PROBLEM DETAILS
All of the data must be printed exactly; please include every line.

---------------

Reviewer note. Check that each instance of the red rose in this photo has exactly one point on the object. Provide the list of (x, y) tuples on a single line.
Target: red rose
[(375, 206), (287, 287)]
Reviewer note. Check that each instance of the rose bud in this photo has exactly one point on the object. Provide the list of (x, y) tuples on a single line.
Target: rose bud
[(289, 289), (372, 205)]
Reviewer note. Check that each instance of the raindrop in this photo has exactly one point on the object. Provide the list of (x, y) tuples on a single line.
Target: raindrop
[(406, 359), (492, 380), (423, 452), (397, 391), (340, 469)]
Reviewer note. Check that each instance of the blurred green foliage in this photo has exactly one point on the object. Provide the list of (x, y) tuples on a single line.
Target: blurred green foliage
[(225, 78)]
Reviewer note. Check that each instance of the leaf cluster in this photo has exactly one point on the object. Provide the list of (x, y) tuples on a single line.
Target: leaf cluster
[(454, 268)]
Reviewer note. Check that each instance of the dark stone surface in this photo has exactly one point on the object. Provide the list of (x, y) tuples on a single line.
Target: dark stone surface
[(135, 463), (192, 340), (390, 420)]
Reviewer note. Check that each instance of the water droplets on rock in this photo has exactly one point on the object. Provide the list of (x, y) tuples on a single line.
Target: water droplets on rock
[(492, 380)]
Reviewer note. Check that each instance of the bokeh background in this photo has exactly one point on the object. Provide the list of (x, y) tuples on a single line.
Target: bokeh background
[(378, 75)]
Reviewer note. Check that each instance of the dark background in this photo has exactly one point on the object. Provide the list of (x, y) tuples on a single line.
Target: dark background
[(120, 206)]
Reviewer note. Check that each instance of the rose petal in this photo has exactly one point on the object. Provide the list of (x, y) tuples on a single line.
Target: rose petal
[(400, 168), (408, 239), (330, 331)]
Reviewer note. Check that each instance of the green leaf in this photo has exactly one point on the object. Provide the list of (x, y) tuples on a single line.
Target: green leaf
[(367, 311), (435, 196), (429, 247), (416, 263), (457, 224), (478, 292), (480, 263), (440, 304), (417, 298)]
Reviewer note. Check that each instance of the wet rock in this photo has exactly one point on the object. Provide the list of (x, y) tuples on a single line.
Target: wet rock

---------------

EXPECTED OUTPUT
Reviewer note. Check that each instance of the red rose in this photo has exactly one point on the object. Provide the list of (x, y) tuples on a single line.
Target: red rose
[(375, 206), (287, 287)]
Reviewer note. Check that each instance of the rose bud in this photo has exactly one point on the object. Provide the list of (x, y) tuples on a single line.
Target: rose bud
[(289, 289), (372, 205)]
Reviewer note. Check that each instance of the raindrop in this photo has exactly one point on the object. Provide the list of (x, y) tuples on a single line.
Target: raindrop
[(406, 359), (492, 380), (423, 452), (397, 391), (340, 469)]
Reviewer note. Check that each instance of the blurred green foliage in this photo has exactly one point on the object. Provide the list of (x, y) tuples on a single line.
Target: blurred green foliage
[(225, 78)]
Reviewer note. Check that each instance of the leaf cluster in this photo has exactly one point on the object. Provide the list of (x, y) tuples on a single line.
Target: leaf cluster
[(454, 268)]
Reviewer note. Check that each instance of the dark stone surface in this photo has exactly one point on the object. Provide the list of (x, y) tuples on a single line.
Target: dark stone surface
[(135, 463), (192, 340), (390, 420)]
Reviewer note. Check that each instance of the water droplets on rock in this photo has exactly one point on the object. Provide the list of (x, y) tuples on a single line.
Target: water droplets on rock
[(492, 380)]
Reviewer note. Check that each instance of the bokeh background in this photo has exactly one point on the object. Provide the list of (x, y) tuples on a single line.
Target: bokeh background
[(378, 75)]
Reviewer note. Check that each instance of the dark background in this photo has exactly one point on the object. Provide the list of (x, y) tuples on a single line.
Target: dark background
[(120, 206)]
Reviewer note. Check that each instance of the rose petal in this photo has exactly one point on the object. Provide the list of (x, y) tuples on a single line.
Target: rose petal
[(400, 168), (408, 239), (330, 331)]
Reviewer note. Check that each instance of the green leaf in this photo has exactly one point on the object. Provide the list of (x, y) tuples on a single line.
Target: green leaf
[(367, 311), (435, 196), (429, 247), (416, 263), (457, 224), (478, 292), (480, 263), (440, 304), (417, 298)]
Reviewer note. Check that each instance of the wet rock in this photo has exactly one point on the object. Provide the list of (x, y) tuples on a single line.
Target: wet rock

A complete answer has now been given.